▶ **Exercise brief**
Continue the news article about the court ruling on a neighbor's marijuana smoke from where it stops.

▶ **Text passage**
▽

Court orders DC man to stop smoking pot where his neighbor can smell it
A Washington, D.C., judge ruled that a resident must stop using medical marijuana after a neighbor complained it was disturbing her.
After a nearly three-year long court battle, Judge Ebony Scott ruled Monday night that Thomas Cackett could no longer smoke in his apartment or within 25 feet of his neighbor’s home. Scott said while Cackett has a license to buy medical marijuana, “he does not possess a license to disrupt the full use and enjoyment of one’s land, nor does his license usurp this long-established right.”
Josefa Ippolito-Shepherd first filed a lawsuit in November 2020 seeking damages caused by “negligence, nuisance and trespass to recover for the loss of use and enjoyment of a significant part of her property, and for the discomfort and annoyance in being forced to subject herself and her guests to toxic and controlled substance on a regular basis in her own home.”
Ippolito-Shepherd’s attorney argued that the fumes from the smoke were damaging her property and “are powerful and frequent enough that Ms. Ippolito-Shepherd cannot meaningfully use and enjoy her home.”

△

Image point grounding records
▽

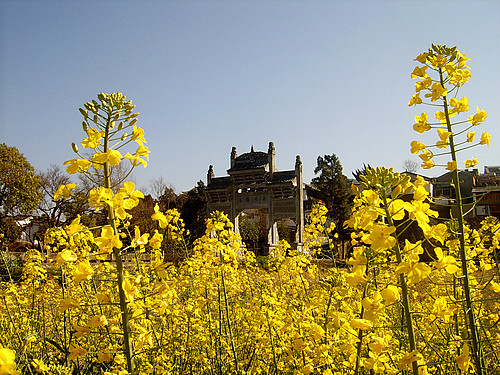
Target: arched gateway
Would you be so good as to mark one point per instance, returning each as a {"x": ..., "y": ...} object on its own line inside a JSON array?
[{"x": 254, "y": 183}]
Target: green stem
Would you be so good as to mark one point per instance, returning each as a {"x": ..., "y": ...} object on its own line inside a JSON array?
[
  {"x": 476, "y": 344},
  {"x": 119, "y": 264},
  {"x": 404, "y": 289}
]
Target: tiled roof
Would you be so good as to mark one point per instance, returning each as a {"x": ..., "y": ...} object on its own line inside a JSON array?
[
  {"x": 250, "y": 160},
  {"x": 283, "y": 176},
  {"x": 219, "y": 183}
]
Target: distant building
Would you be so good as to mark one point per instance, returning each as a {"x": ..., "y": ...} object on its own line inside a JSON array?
[
  {"x": 254, "y": 183},
  {"x": 486, "y": 192},
  {"x": 480, "y": 192}
]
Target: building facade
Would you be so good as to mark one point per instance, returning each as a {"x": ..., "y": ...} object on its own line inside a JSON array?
[{"x": 253, "y": 183}]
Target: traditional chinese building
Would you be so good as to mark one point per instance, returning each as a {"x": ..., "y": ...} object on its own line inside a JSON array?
[{"x": 254, "y": 183}]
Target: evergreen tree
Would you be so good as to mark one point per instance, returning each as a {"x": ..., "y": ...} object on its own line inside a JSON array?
[{"x": 336, "y": 191}]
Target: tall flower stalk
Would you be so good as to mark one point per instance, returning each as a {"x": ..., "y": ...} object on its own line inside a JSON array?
[
  {"x": 105, "y": 122},
  {"x": 450, "y": 66}
]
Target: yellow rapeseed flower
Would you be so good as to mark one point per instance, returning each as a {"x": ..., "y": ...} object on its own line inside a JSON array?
[{"x": 485, "y": 139}]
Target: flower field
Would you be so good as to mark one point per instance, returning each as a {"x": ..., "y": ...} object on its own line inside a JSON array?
[{"x": 429, "y": 305}]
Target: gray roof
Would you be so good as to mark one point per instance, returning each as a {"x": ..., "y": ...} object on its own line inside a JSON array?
[{"x": 250, "y": 160}]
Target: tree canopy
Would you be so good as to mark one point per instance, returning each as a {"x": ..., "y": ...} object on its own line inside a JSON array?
[
  {"x": 334, "y": 188},
  {"x": 19, "y": 185},
  {"x": 19, "y": 190}
]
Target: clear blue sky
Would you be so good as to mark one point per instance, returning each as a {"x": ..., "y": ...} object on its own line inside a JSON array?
[{"x": 314, "y": 77}]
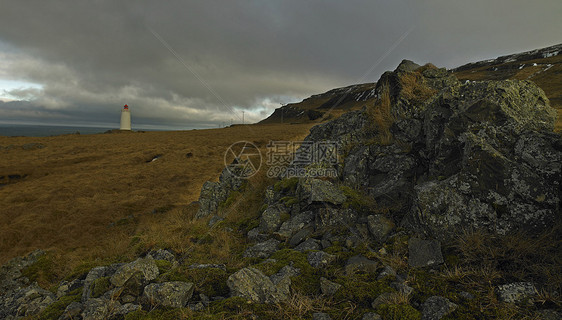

△

▶ **Task answer**
In the Monday ruling, the judge did not grant Ippolito-Shepherd any damages sought, but Scott ruled in favor of the plaintiff’s injunction brought against Cackett and the property owner, Angella Farserotu.
“Cackett shall immediately be permanently enjoined from smoking or burning marijuana, in any form that emits an odor, on the premises [of his residence] or within 25 feet [of Ippolito-Shepherd’s residence],” the judge wrote.
Further, the judge ruled that Farserotu and Cackett “are to ensure that anyone occupying or visiting the premises of [their residence] are prohibited from smoking any substance on the premises.”
In D.C., possession of up to two ounces of marijuana is decriminalized for those at least 21 years old. It remains federally illegal, however, making the issue a legal gray area.